• [What you need to do] Copy the listing from the line with "Find the airplane engine;" up to and including its last line. Leave the requests and their format samples as they are, multiply every x and y coordinate in the answer points by 1.7, round to whole numbers with halves going up, and output only those lines.

• [Task inputs]
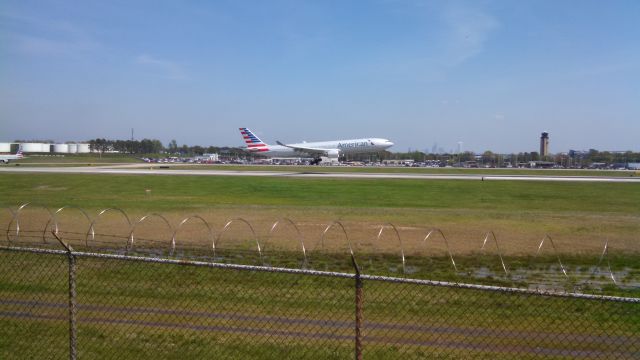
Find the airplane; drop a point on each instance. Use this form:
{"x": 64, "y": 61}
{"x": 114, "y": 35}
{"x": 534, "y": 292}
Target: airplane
{"x": 17, "y": 156}
{"x": 316, "y": 150}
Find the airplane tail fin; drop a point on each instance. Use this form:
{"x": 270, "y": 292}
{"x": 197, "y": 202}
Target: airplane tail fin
{"x": 254, "y": 144}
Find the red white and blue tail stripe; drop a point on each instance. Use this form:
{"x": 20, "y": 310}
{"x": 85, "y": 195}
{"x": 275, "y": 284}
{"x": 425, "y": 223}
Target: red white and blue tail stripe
{"x": 254, "y": 144}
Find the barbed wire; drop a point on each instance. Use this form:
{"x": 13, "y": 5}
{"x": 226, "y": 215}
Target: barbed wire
{"x": 216, "y": 239}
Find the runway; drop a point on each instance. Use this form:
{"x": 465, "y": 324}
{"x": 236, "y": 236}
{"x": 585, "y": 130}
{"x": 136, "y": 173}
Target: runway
{"x": 138, "y": 169}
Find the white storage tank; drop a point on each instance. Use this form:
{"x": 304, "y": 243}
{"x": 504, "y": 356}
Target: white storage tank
{"x": 61, "y": 148}
{"x": 83, "y": 149}
{"x": 31, "y": 147}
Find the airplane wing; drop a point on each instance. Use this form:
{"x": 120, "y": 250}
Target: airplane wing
{"x": 311, "y": 151}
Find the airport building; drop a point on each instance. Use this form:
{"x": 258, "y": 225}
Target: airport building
{"x": 33, "y": 147}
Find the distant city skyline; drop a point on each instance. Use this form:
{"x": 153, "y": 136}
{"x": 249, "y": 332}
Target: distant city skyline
{"x": 491, "y": 74}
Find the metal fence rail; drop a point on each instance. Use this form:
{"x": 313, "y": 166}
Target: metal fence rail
{"x": 56, "y": 304}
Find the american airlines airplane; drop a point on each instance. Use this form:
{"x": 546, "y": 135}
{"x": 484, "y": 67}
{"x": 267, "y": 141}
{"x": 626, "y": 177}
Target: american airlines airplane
{"x": 331, "y": 149}
{"x": 17, "y": 156}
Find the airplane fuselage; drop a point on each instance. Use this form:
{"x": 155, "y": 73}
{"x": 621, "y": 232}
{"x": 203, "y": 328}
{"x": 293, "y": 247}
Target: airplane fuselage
{"x": 349, "y": 146}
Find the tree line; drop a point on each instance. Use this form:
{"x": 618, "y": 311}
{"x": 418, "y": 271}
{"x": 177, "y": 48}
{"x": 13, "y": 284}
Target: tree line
{"x": 154, "y": 146}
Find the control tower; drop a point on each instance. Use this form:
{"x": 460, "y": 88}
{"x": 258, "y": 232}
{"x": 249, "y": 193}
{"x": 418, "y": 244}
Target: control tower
{"x": 544, "y": 144}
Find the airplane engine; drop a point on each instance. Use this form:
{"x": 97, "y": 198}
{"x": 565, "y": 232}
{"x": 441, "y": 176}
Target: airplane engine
{"x": 333, "y": 153}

• [Completed exercise]
Find the airplane engine; drop a point on each instance. Use this form:
{"x": 97, "y": 198}
{"x": 565, "y": 232}
{"x": 441, "y": 176}
Target: airplane engine
{"x": 566, "y": 260}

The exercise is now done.